EXCERPT PROVIDED
For Toyota, any saved time would be better used thinking about the future of the 87-year-old automaker, the CEO said. Toyoda, however, stopped well short of calling for an end to one of the 13 tenets of the Toyota Production System, the carmaker’s guiding principles. Instead, he called for a return to the main idea behind Genchi-Genbutsu, by being smarter about seeing things in person and when to see them remotely. Obtaining information outside what is presented, and making apologies in person are still critically important, the CEO said.

“We need to be bold about what we should stop doing, and what we should change.”
 

Will1991

Moderator
Messages
1,586
Reactions
3,224
Maybe they will manage to don’t kill so many models with almost finished products.

1 meeting, yes or no and that’s it, go with it until the end.
 

ssun30

Expert
Messages
3,520
Reactions
7,745
Meanwhile Toyota/Lexus had the best April so far in China with a V-shape recovery. ES cracked 10k units again. The macroeconomics is not expected to recover anytime soon but the pandemic has caused market share to further concentrate into a few big manufacturers. Toyota is again riding on the momentum generated by a constant stream of TNGA products against competitors that are now in a new product drought.

Asia in general has dealt with the pandemic way better so market recovery will be more V-shaped.

It's actually quite refreshing to see Toyota going against the traditional way in Japan and embracing the more efficient 'start-up style' management. I wish more Japanese companies do the same as the tradition has been hurting their efficiency and global competitiveness for decades. Anyone who have worked with Japanese business knows how ridiculous they can be when it comes to formality, often requiring two to three times more paperwork to achieve the same thing.

IMO Akio Toyoda's biggest accomplishment is introducing the more efficient way of running a business which could have long lasting effect on the culture of the nation itself, which is in dire need for change.
 

shizhi

Follower
Messages
269
Reactions
688
Toyota has planned to increase its remaining production in China by 10% this year to make up for the drop in sales caused by the shutdown in January to March. For Toyota, only the Chinese market is likely to see sales growth this year.
Under the strict control of China, there are still sporadic cases found, so our life will be changed before the vaccine arrives. Now Wuhan is doing a comprehensive screening. All citizens in Wuhan are required to carry out nucleic acid and antibody tests to determine the actual scale of virus transmission.
 

CRSKTN

Expert
Messages
2,060
Reactions
3,403
I'm also curious about the impact of this trend on Japanese work/life culture.

The head scion of the Toyoda family, and the head of TMC, is actively working on cutting down on work and unnecessary behavior for the sake of work, and is saying so publicly.

Every senior manager who didn't agree with working their people needlessly to death, but did it anyways, suddenly has a plausible reason to hide behind, as does every employee who proposes changes for the sake of cost savings, adaptability, and efficiency.

It won't happen right away, and there will be resistance, but this may very well be an inflection point in a lot of ways.

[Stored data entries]
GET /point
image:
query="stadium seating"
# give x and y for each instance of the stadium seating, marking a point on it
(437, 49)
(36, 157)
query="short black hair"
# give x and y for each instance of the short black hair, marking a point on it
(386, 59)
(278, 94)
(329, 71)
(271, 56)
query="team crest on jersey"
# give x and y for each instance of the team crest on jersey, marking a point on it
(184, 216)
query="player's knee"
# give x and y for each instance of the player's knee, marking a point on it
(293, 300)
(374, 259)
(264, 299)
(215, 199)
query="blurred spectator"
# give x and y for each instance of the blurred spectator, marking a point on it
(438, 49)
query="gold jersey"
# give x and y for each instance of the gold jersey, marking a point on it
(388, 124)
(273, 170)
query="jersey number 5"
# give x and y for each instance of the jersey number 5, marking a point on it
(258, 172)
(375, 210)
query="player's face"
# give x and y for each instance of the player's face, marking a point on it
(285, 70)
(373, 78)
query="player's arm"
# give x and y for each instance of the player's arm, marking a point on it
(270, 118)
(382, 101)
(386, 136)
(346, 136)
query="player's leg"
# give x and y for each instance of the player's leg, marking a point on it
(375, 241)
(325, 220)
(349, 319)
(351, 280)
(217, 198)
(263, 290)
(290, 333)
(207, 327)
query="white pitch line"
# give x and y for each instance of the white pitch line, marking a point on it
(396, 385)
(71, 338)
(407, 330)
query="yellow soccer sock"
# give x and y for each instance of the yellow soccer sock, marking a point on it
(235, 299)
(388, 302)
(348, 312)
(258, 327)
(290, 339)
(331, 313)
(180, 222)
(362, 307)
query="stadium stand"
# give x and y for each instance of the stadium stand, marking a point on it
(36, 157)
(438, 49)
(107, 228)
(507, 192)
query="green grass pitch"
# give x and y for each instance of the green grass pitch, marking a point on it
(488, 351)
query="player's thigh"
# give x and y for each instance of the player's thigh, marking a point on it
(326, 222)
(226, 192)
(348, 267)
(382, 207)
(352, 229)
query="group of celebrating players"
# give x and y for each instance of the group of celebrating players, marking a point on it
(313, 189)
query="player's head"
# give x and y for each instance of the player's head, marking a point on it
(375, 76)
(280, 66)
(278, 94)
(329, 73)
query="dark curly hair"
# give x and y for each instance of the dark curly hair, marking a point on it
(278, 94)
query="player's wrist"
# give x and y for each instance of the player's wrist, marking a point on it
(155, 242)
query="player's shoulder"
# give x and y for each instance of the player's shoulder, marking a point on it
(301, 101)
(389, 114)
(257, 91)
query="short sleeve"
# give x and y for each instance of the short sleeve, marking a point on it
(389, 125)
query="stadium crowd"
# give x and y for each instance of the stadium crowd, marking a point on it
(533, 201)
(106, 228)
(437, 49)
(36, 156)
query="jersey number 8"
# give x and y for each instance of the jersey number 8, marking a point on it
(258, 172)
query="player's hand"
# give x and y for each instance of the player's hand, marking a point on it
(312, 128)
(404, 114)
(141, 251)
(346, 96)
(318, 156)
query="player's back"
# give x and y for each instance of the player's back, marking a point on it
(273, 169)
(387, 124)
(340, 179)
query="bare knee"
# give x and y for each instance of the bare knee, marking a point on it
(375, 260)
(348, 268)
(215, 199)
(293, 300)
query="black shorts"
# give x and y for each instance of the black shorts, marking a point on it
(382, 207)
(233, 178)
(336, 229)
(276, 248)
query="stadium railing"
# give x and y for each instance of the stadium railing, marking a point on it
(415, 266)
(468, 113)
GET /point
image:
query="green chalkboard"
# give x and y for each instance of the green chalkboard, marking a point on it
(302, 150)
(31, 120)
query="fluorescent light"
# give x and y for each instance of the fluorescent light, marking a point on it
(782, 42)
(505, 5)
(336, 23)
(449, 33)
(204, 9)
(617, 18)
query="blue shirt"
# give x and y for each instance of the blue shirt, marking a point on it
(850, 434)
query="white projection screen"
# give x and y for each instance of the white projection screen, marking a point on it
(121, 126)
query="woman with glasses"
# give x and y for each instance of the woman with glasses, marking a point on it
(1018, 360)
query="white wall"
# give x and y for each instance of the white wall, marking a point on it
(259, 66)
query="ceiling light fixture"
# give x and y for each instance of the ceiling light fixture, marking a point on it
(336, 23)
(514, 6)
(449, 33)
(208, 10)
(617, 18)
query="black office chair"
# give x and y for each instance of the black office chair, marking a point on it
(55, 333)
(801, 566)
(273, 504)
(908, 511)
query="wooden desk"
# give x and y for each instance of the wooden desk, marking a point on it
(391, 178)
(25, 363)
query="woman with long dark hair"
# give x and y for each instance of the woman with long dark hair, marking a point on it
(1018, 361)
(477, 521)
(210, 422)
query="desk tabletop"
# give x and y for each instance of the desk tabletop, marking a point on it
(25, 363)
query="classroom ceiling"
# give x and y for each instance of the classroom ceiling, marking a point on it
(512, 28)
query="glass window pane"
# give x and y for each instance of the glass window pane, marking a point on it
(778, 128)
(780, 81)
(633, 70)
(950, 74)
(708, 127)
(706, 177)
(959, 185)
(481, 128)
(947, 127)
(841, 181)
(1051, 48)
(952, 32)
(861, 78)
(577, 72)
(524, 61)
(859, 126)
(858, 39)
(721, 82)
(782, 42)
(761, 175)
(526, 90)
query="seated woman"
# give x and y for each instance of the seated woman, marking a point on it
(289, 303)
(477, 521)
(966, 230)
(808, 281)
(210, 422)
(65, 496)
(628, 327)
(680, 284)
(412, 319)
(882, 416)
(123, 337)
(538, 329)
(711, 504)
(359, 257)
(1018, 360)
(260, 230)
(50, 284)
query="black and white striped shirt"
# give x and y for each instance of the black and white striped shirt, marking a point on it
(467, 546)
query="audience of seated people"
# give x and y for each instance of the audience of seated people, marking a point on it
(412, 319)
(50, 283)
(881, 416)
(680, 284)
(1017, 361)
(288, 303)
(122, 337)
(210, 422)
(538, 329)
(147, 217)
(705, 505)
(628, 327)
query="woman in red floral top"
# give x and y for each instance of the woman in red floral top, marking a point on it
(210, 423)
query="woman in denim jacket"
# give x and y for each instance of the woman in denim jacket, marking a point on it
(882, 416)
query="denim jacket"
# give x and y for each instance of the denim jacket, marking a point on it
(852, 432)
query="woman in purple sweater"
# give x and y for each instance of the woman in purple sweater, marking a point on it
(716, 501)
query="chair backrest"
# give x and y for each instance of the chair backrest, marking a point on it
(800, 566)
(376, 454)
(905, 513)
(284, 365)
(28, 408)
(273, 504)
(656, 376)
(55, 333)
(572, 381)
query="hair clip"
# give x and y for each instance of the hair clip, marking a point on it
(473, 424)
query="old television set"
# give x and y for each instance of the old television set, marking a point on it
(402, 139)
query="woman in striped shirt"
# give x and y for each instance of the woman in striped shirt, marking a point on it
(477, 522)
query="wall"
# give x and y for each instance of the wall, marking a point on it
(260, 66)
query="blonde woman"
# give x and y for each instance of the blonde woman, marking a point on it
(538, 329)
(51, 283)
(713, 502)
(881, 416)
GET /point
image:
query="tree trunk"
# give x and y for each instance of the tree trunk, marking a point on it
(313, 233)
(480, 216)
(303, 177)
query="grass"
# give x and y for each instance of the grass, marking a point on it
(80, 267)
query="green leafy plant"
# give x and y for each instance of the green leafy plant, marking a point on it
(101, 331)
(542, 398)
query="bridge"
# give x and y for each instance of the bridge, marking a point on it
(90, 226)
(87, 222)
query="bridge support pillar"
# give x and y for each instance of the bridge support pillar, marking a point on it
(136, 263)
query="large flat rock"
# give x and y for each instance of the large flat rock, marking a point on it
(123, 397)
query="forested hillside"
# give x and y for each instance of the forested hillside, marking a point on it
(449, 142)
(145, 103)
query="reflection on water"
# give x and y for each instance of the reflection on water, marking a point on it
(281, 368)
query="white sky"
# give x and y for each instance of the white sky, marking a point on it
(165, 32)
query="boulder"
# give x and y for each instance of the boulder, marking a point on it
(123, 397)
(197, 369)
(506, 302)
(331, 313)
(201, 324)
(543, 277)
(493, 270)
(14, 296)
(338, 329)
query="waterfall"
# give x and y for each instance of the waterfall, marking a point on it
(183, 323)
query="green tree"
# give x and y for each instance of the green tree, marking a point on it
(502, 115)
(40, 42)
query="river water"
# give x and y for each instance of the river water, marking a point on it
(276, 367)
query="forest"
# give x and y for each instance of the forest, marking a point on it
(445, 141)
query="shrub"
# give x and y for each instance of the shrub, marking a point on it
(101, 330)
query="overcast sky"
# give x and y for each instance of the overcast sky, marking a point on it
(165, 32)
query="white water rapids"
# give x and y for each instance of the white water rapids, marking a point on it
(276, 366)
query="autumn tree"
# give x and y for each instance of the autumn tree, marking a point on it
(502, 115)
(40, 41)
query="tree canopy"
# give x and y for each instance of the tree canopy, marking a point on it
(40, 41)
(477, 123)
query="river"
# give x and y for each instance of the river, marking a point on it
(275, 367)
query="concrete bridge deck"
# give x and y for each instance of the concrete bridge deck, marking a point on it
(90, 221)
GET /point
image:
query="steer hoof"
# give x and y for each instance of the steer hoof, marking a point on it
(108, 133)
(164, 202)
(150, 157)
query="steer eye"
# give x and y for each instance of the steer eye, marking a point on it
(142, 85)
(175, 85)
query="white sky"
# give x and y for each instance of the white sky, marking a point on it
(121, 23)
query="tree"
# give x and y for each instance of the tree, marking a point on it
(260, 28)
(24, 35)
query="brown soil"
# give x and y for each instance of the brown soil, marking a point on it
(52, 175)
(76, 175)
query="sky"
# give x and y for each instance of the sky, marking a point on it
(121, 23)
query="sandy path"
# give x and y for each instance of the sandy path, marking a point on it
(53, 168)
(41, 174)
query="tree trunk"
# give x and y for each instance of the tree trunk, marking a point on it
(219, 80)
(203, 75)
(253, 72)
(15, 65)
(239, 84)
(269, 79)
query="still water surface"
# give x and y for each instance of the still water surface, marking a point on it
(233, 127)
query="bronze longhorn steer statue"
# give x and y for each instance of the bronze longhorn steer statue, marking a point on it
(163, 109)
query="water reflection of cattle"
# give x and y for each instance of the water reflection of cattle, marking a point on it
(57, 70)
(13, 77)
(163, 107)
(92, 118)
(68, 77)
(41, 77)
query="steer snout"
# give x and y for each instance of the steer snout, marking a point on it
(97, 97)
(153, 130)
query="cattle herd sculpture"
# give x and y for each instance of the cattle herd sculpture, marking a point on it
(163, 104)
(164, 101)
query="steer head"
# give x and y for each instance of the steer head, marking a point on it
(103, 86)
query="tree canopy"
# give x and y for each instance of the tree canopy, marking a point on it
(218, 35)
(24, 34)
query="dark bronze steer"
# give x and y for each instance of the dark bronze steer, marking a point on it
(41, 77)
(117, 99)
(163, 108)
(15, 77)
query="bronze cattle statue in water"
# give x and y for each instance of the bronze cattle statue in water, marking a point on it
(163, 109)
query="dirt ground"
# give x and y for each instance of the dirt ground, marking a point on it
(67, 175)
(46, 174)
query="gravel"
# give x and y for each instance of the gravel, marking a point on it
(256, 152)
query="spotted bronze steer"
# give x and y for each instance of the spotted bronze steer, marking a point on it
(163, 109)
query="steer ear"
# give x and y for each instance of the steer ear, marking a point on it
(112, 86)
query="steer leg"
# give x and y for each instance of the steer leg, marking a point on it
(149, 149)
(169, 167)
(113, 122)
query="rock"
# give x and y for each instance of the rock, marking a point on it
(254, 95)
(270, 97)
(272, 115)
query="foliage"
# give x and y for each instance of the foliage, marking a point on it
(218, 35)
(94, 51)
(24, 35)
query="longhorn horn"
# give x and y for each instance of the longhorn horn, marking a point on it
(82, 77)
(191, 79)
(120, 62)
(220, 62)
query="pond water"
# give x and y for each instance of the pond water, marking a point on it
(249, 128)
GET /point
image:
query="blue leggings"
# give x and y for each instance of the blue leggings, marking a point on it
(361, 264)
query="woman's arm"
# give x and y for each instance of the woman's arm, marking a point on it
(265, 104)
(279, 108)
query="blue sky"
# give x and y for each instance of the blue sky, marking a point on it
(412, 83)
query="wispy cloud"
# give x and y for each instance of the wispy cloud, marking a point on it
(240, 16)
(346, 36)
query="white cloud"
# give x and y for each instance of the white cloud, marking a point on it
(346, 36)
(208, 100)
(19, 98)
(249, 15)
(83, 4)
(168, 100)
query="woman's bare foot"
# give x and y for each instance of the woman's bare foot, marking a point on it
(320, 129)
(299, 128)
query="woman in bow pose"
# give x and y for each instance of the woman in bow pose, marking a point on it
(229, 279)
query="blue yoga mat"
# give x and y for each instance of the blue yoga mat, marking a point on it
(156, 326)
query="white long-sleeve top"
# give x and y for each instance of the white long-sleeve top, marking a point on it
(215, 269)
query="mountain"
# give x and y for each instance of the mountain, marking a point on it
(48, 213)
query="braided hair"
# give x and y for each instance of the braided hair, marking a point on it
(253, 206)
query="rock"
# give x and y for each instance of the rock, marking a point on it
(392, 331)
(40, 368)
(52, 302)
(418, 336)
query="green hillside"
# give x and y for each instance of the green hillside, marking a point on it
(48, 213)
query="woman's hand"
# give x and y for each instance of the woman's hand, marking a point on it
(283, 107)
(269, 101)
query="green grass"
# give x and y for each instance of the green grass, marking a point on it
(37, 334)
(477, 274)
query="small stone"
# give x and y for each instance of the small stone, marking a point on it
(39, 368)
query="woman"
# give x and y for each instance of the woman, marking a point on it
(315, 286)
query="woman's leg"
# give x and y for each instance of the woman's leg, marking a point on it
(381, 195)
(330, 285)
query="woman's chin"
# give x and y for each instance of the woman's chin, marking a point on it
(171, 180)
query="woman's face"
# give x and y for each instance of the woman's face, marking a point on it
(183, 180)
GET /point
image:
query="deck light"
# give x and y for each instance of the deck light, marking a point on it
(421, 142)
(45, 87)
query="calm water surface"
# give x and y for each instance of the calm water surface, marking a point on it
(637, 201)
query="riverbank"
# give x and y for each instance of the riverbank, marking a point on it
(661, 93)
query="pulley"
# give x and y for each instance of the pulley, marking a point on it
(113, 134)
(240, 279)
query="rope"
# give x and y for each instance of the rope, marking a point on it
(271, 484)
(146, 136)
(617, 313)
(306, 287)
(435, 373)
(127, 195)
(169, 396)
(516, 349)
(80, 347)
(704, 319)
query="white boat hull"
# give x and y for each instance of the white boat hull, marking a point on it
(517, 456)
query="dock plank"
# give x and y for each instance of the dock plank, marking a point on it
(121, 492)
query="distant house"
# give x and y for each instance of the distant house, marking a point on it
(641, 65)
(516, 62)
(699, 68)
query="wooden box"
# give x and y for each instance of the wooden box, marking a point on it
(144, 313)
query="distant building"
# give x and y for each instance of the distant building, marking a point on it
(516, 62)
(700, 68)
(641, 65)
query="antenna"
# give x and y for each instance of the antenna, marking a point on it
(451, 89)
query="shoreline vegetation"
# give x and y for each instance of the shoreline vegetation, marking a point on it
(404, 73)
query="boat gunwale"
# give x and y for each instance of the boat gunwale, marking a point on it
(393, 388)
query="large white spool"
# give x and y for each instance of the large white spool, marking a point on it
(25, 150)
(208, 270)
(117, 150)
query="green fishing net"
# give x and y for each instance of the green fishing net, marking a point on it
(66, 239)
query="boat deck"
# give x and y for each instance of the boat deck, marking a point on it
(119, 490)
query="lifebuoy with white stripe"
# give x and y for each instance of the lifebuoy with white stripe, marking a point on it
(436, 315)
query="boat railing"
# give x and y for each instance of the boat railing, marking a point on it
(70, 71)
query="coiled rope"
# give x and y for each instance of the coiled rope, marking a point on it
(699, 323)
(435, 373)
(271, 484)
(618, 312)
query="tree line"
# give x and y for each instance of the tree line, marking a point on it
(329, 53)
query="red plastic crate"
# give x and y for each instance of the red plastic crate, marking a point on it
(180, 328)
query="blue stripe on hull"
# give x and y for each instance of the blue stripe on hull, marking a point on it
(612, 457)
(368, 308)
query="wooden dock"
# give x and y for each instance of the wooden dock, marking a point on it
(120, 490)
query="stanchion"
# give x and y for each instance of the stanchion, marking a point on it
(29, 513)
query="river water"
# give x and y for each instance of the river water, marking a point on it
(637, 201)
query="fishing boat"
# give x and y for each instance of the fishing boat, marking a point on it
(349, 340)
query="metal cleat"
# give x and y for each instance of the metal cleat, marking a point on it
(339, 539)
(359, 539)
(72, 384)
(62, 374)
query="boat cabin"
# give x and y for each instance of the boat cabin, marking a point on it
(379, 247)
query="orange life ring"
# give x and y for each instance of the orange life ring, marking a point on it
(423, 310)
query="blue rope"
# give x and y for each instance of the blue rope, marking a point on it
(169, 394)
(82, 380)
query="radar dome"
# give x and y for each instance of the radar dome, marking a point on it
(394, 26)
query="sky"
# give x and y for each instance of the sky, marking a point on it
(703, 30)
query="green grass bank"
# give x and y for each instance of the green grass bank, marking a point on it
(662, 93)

QUESTIONS
1. List every member username that appears in the Toyota forum excerpt.
2. Reproduce word for word everything in the Toyota forum excerpt from "The head scion" down to "saying so publicly.".

RESPONSES IN ORDER
1. Will1991, ssun30, shizhi, CRSKTN

2.
The head scion of the Toyoda family, and the head of TMC, is actively working on cutting down on work and unnecessary behavior for the sake of work, and is saying so publicly.